WHAT YOU SHOULD DO: For the listing below, give the number of lines that include "lake" and add nothing to it.

DATA IN THIS EXERCISE:
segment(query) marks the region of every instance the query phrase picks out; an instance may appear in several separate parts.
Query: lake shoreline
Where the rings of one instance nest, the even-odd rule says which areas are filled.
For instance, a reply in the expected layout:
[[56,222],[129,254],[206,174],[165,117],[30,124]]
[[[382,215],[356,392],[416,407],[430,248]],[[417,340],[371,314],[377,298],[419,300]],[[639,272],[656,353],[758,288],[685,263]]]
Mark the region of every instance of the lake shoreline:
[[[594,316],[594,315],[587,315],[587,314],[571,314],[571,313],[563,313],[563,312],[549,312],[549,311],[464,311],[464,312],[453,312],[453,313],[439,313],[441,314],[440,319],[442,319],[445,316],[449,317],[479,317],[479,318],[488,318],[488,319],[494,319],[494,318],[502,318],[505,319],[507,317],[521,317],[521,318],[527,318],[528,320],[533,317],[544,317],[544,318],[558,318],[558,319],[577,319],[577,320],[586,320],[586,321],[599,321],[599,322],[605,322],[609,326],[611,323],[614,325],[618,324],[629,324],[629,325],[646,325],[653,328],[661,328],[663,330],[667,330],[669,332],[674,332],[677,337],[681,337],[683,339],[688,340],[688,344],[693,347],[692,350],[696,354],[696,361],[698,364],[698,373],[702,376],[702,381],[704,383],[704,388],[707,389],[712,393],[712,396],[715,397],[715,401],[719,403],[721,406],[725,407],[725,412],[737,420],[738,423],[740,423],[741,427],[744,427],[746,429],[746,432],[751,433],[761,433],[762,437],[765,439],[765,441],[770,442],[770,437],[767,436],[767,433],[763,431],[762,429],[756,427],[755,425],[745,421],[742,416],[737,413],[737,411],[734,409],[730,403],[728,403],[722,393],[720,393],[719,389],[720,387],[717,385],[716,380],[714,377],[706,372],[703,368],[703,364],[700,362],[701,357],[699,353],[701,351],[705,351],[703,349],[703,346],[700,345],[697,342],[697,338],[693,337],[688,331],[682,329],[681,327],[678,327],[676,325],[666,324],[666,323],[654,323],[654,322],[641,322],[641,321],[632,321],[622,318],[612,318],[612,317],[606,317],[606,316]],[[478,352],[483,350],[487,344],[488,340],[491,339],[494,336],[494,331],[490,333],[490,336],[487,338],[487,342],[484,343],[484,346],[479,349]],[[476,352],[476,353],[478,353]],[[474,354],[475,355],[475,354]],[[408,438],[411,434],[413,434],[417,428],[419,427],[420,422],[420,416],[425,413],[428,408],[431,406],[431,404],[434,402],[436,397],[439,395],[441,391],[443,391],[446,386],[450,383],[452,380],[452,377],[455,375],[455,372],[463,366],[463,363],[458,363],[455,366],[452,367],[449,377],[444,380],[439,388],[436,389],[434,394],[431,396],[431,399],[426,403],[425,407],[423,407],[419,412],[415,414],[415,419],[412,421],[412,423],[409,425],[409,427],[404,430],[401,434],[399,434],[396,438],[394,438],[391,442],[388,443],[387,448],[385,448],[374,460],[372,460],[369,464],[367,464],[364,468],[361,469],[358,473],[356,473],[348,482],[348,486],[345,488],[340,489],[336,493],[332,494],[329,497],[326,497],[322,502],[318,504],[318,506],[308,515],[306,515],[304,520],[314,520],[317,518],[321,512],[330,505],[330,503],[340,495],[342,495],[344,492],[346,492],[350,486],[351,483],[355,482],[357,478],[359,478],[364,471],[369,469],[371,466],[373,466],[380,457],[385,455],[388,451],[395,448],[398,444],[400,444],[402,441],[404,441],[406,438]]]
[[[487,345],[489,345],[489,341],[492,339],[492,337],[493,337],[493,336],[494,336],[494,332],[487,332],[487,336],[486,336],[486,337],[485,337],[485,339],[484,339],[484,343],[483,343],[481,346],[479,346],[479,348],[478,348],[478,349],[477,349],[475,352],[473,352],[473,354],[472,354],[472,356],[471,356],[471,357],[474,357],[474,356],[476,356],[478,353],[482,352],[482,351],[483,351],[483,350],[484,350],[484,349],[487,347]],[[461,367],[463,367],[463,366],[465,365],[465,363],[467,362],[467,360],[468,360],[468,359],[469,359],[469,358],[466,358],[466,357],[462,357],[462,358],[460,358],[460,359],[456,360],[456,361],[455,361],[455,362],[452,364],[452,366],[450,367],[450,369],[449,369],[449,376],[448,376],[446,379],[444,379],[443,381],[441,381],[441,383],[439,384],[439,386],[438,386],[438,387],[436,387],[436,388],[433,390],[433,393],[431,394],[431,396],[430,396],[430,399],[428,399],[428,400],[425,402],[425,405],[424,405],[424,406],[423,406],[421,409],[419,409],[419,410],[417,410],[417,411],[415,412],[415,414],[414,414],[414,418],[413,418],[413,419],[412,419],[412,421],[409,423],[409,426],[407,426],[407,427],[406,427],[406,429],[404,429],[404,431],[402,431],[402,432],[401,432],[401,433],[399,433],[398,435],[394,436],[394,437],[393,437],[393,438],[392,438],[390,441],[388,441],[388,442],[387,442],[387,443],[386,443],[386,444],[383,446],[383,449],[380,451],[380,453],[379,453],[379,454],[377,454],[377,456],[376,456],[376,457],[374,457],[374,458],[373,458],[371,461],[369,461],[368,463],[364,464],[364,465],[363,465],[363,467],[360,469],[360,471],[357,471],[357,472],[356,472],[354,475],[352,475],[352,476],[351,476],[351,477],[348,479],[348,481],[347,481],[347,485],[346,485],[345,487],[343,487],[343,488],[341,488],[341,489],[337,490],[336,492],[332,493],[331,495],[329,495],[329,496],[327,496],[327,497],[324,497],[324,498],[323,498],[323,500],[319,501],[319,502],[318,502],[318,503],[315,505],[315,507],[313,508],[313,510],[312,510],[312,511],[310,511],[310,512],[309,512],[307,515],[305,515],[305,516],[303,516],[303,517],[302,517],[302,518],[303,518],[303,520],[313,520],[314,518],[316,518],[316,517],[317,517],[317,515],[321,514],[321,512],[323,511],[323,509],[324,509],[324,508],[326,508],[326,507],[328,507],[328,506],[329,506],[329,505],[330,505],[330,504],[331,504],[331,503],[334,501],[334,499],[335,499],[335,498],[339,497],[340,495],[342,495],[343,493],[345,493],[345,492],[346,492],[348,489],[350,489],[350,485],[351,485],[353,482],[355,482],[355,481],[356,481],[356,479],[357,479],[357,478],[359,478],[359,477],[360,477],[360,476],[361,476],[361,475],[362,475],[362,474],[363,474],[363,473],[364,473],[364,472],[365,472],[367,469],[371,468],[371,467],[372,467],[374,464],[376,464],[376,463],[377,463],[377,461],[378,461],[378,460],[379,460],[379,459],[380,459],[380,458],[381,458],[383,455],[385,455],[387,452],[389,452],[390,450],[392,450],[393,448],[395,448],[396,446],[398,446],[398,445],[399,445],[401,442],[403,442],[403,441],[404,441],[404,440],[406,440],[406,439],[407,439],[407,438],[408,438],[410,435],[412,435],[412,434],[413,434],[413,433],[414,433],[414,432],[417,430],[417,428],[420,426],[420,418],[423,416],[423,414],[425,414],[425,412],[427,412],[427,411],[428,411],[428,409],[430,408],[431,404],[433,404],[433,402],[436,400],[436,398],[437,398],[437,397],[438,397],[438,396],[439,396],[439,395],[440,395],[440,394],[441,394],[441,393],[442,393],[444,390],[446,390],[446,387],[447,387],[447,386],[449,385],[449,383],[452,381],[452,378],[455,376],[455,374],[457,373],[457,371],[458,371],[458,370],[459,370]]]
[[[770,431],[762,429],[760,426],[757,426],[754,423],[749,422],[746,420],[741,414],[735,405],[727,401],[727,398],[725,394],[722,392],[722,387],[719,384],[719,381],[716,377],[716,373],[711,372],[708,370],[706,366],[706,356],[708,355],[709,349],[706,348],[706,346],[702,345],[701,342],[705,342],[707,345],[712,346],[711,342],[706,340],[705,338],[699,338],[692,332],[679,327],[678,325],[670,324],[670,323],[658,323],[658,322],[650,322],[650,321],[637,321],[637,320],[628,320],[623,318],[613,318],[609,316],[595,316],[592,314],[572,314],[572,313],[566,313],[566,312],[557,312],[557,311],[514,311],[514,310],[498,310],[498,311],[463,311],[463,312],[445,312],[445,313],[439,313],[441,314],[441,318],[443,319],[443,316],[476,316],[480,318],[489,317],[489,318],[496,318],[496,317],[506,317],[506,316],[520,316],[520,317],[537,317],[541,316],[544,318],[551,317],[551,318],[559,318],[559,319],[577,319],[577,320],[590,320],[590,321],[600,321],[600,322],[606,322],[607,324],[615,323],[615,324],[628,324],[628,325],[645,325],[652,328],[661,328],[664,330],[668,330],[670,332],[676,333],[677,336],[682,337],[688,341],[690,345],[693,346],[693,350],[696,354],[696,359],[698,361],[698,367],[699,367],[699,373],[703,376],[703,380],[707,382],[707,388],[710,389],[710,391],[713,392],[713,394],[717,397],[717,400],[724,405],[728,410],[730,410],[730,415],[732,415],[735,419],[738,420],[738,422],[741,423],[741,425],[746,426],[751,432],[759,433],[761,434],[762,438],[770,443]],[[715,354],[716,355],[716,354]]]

ANSWER BOX: 2